-------- Getoonde passage

TERUG naar Artikelen

Zoetmulder gewraakt

Er was in 1998 een Kersttentoonstelling in Galerie De Vleugel in Slot Zeist, waar ik aan meedeed, die aansloot op een iconententoonstelling van Ingrid Zoetmulder. Het Utrechts Nieuwsblad zond Thea Figee, om beide tentoonstellingen in één klap te recenseren. Ingrid Zoetmulder is later, in 2009, in het iconenbulletin Eikonikon door Wim van Loon bekritiseerd wegens uitspraken in een Teleac-uitzending zoals: "Voor de gelovige is een icoon echt als hij gewijd is. Maar voor mij is het natuurlijk dan geen echte icoon. Voor mij is een icoon een echte icoon als hij komt uit de tijd die hij laat zien, en als hij gemaakt is voor het religieuze gebruik. Hè dus een icoon die op een ouwe plank gemaakt is in de twintigste eeuw, heel erg mooi, dat is een vervalsing eigenlijk." Kortom, voor haar zijn alle iconen dus die na 1917 gemaakt zijn vals.

----------------
-------- Aangeleverde gegevens

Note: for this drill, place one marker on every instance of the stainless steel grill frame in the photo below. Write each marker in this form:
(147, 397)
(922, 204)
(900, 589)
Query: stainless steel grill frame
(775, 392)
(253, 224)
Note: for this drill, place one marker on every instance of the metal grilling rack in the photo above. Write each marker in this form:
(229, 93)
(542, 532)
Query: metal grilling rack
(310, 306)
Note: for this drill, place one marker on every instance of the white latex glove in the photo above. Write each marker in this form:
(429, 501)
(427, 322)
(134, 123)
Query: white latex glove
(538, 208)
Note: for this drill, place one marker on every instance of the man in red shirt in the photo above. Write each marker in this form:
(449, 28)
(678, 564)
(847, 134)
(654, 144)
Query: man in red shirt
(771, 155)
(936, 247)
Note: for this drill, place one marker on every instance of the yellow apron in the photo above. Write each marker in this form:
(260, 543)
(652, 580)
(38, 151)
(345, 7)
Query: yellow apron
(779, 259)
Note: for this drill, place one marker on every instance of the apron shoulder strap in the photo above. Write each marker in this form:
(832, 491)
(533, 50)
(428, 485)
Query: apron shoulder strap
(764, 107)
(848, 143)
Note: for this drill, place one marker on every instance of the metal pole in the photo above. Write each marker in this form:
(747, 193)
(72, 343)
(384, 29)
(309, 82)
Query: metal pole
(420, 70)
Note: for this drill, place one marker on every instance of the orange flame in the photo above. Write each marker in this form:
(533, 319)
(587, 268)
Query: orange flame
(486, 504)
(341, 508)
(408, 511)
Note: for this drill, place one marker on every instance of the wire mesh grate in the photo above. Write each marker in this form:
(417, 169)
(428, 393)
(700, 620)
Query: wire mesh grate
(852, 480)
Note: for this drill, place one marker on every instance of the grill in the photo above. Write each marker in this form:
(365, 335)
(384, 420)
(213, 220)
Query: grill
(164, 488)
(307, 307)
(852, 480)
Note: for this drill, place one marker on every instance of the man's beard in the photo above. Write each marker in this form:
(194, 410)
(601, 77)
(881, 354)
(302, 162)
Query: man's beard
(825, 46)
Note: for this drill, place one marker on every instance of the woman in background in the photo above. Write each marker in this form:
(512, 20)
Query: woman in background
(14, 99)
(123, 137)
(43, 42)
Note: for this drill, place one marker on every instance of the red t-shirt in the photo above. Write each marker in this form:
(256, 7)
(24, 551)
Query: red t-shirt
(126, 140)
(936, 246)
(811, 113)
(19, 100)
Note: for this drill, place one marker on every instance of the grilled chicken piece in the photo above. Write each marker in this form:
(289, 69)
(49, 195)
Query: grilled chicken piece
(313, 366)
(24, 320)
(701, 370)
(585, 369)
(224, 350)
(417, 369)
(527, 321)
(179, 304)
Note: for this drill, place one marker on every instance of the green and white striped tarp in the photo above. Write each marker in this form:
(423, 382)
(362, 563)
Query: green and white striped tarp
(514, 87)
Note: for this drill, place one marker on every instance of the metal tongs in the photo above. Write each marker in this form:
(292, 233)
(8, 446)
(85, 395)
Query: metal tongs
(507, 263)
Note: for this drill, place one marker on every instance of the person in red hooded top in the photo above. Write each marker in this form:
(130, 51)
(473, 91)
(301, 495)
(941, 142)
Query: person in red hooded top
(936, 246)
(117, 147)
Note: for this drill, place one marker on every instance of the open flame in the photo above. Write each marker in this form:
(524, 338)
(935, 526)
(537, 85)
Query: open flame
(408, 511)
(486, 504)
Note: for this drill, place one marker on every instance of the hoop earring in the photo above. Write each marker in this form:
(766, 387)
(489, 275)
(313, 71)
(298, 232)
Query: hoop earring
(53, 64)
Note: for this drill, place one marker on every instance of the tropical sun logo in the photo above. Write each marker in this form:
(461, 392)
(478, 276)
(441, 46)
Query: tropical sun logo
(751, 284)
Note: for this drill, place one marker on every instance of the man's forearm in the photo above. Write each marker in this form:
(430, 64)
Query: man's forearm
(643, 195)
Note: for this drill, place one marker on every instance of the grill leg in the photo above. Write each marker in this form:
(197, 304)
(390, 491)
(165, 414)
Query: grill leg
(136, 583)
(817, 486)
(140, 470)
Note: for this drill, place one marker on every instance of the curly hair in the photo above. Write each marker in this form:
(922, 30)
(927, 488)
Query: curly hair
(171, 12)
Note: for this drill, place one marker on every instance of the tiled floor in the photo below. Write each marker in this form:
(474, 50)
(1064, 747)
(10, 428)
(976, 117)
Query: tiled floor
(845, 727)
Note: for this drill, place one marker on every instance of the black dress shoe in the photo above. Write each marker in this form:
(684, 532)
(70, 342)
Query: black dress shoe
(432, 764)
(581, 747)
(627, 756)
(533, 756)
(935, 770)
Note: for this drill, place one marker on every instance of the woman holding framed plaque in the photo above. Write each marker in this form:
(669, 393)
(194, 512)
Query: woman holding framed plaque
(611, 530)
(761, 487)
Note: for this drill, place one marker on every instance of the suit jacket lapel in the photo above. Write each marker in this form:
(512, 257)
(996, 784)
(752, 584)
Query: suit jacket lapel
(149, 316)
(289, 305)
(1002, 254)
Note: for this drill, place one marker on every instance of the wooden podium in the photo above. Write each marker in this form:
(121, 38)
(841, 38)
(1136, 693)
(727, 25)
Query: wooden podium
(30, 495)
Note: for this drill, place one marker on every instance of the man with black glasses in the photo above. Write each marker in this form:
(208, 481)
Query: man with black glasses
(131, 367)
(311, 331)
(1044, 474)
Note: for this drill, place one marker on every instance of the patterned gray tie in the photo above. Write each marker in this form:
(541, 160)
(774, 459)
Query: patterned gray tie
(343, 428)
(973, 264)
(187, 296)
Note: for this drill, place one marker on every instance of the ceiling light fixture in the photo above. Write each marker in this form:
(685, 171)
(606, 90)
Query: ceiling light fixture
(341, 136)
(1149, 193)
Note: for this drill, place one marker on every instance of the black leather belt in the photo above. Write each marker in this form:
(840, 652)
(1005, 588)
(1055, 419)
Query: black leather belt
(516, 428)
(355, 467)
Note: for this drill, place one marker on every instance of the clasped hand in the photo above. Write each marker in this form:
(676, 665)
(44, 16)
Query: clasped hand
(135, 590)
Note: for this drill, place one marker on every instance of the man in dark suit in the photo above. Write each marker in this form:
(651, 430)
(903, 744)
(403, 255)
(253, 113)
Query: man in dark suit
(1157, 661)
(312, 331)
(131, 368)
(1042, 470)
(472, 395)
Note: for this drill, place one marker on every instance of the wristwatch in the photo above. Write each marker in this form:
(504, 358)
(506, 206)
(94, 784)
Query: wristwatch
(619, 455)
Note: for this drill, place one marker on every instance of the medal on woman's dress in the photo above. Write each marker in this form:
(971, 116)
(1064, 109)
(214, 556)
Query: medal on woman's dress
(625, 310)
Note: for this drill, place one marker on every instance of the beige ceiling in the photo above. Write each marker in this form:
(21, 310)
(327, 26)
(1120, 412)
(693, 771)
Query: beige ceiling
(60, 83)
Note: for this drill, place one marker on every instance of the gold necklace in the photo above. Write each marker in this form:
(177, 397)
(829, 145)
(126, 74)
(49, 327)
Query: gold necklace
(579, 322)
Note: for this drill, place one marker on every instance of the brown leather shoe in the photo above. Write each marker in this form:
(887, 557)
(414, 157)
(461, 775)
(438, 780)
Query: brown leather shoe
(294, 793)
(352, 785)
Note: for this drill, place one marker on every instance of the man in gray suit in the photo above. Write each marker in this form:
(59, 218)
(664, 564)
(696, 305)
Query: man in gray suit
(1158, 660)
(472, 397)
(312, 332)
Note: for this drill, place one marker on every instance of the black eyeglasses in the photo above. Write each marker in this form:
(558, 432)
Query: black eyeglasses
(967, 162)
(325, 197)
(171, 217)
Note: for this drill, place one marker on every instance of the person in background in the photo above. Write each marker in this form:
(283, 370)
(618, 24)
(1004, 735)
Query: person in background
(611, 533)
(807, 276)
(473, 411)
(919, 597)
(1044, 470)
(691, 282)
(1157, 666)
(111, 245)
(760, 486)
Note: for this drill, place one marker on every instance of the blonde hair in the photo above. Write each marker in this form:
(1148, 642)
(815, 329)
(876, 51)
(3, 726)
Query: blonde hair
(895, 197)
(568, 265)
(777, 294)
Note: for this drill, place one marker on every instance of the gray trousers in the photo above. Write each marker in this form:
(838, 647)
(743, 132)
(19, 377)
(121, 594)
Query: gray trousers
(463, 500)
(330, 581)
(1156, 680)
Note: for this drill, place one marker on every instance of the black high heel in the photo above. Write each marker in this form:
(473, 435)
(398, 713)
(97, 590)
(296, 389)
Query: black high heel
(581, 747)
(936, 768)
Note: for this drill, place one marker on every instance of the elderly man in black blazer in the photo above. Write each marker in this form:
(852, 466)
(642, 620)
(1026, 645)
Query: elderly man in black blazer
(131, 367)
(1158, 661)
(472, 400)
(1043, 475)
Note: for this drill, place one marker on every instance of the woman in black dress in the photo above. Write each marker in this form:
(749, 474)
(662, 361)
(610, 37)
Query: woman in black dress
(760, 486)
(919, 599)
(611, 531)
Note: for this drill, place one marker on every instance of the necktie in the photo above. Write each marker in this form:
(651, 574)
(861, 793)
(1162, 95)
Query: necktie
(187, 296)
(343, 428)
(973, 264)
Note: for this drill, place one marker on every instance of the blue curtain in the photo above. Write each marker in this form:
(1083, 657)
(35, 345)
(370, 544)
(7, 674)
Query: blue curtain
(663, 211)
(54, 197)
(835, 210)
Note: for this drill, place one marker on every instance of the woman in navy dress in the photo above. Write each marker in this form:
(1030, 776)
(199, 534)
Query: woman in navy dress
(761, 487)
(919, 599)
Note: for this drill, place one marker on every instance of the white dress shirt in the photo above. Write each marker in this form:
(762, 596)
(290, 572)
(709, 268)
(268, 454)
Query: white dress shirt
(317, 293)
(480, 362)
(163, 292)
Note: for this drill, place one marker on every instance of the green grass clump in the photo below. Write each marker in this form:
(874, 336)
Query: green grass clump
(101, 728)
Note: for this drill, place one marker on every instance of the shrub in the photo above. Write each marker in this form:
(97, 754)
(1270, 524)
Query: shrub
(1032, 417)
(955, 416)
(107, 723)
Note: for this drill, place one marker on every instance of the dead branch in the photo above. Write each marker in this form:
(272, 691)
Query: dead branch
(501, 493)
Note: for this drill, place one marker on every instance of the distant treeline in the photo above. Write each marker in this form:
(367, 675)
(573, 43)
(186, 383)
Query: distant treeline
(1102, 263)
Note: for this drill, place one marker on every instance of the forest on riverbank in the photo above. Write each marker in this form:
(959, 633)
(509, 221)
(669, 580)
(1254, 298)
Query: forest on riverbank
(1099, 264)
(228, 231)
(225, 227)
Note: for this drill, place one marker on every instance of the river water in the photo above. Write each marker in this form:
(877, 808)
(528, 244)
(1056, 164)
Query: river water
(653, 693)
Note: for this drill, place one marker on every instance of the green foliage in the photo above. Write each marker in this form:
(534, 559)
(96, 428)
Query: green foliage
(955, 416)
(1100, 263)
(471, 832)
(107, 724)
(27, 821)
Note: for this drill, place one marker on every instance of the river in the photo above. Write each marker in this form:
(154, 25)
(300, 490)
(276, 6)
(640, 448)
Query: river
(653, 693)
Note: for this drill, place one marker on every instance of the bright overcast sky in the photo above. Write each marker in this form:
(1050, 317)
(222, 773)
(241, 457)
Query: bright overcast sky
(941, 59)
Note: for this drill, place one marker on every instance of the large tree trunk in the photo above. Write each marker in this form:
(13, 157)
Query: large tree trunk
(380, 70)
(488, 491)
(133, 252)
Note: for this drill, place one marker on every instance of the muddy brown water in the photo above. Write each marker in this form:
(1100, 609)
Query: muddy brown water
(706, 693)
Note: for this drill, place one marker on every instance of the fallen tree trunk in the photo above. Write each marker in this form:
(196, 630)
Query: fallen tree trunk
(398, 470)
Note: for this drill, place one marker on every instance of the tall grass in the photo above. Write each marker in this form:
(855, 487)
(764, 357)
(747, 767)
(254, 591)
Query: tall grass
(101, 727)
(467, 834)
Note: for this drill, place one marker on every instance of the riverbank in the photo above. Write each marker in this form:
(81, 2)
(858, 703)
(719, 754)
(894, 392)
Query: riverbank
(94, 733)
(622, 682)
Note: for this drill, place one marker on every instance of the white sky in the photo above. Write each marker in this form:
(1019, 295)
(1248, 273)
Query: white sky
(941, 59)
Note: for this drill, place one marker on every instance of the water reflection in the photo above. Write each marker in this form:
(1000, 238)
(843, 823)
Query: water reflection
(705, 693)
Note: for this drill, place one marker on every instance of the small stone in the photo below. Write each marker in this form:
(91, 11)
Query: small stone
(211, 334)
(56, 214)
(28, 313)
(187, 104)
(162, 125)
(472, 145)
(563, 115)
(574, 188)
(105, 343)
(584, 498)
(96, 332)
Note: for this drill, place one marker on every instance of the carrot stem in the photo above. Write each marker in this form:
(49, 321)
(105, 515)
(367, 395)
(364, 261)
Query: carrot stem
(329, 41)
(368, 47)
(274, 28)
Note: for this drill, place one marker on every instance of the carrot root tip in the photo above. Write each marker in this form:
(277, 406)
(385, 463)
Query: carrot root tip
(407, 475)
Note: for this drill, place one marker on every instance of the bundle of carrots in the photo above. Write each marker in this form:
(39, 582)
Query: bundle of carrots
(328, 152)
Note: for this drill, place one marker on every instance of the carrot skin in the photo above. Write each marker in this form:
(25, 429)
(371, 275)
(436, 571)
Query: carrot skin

----------------

Gestelde opgave A: Geef het deel van de tekst over Ingrid Zoetmulder vanaf "Zoetmulder gewraakt" tot en met "gemaakt zijn vals." opnieuw weer en verwissel daarbij "Kersttentoonstelling" voor "Paastentoonstelling".
Gestelde opgave B: Vertaal deze zin uit de tekst over Ingrid Zoetmulder in het Engels: "Het Utrechts Nieuwsblad zond Thea Figee, om beide tentoonstellingen in één klap te recenseren."
Gestelde opgave C: Door wie werd Ingrid Zoetmulder volgens de tekst over haar in 2009 bekritiseerd, en in welk blad?

Volledig antwoord A:
Zoetmulder gewraakt

Er was in 1998 een Paastentoonstelling in Galerie De Vleugel in Slot Zeist, waar ik aan meedeed, die aansloot op een iconententoonstelling van Ingrid Zoetmulder. Het Utrechts Nieuwsblad zond Thea Figee, om beide tentoonstellingen in één klap te recenseren. Ingrid Zoetmulder is later, in 2009, in het iconenbulletin Eikonikon door Wim van Loon bekritiseerd wegens uitspraken in een Teleac-uitzending zoals: "Voor de gelovige is een icoon echt als hij gewijd is. Maar voor mij is het natuurlijk dan geen echte icoon. Voor mij is een icoon een echte icoon als hij komt uit de tijd die hij laat zien, en als hij gemaakt is voor het religieuze gebruik. Hè dus een icoon die op een ouwe plank gemaakt is in de twintigste eeuw, heel erg mooi, dat is een vervalsing eigenlijk." Kortom, voor haar zijn alle iconen dus die na 1917 gemaakt zijn vals.

Volledig antwoord B: The Utrechts Nieuwsblad sent Thea Figee to review both exhibitions in one go.

Volledig antwoord C: Door Wim van Loon, in het iconenbulletin Eikonikon.